[Data to process — start]

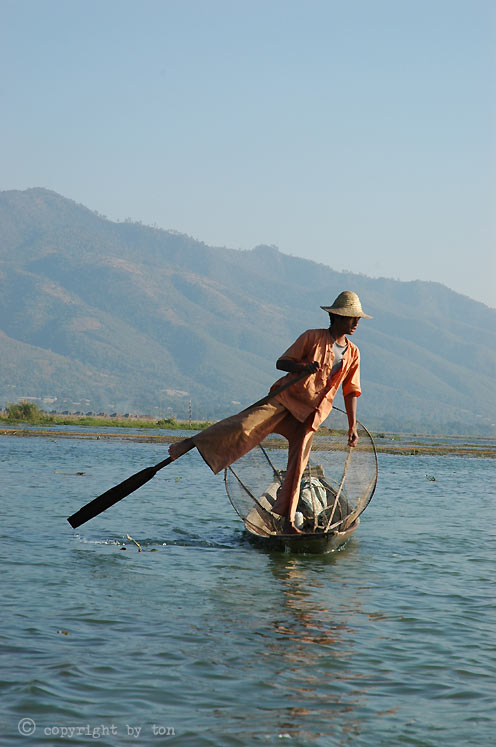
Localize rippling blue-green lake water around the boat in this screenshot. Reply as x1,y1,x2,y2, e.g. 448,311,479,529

[Data to process — finish]
[Data to process — start]

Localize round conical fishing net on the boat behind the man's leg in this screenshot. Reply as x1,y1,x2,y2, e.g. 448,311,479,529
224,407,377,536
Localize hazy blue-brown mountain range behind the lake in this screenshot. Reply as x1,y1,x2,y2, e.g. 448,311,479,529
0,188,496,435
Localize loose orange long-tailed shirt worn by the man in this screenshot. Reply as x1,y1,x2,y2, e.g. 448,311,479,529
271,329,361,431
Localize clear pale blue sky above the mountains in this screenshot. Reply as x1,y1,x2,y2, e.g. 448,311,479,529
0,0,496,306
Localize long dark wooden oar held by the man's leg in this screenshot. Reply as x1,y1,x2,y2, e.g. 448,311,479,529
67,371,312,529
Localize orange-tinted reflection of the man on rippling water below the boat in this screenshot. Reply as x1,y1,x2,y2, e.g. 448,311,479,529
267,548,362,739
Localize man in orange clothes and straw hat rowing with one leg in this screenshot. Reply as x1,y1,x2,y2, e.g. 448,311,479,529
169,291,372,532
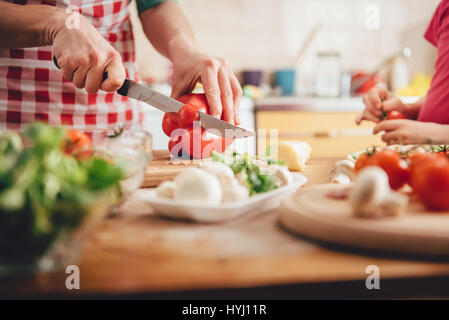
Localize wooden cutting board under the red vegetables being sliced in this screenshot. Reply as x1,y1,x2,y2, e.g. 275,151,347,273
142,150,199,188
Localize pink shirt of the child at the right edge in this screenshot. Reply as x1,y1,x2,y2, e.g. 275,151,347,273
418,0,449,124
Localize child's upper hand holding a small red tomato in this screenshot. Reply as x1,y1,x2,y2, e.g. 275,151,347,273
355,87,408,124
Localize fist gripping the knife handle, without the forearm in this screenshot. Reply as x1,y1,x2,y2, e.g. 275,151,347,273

[Data to process — finish]
[Data to process — start]

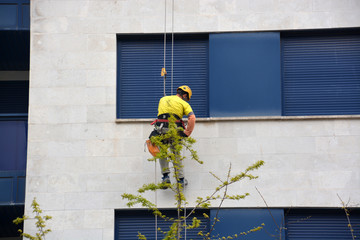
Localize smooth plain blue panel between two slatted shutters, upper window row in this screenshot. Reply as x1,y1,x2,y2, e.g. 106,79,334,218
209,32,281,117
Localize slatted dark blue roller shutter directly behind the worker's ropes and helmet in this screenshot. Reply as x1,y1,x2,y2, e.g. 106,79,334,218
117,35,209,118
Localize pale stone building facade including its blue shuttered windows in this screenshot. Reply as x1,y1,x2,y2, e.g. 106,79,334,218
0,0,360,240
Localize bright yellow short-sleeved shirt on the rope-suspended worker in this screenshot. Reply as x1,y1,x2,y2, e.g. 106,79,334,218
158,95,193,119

[Data to process — finish]

Exercise requirements ▸ Among the entries above, locate the lines containing "Localize child's upper" and "Localize fist gripping", and transcribe exactly those two lines and all lines between.

Exercise answer ▸
Localize child's upper hand holding a small red tomato in this screenshot. Reply as x1,y1,x2,y2, e.g. 275,151,347,273
355,87,408,124
Localize fist gripping the knife handle, without the forearm in this screenshot. Reply as x1,y1,x2,y2, e.g. 275,151,347,273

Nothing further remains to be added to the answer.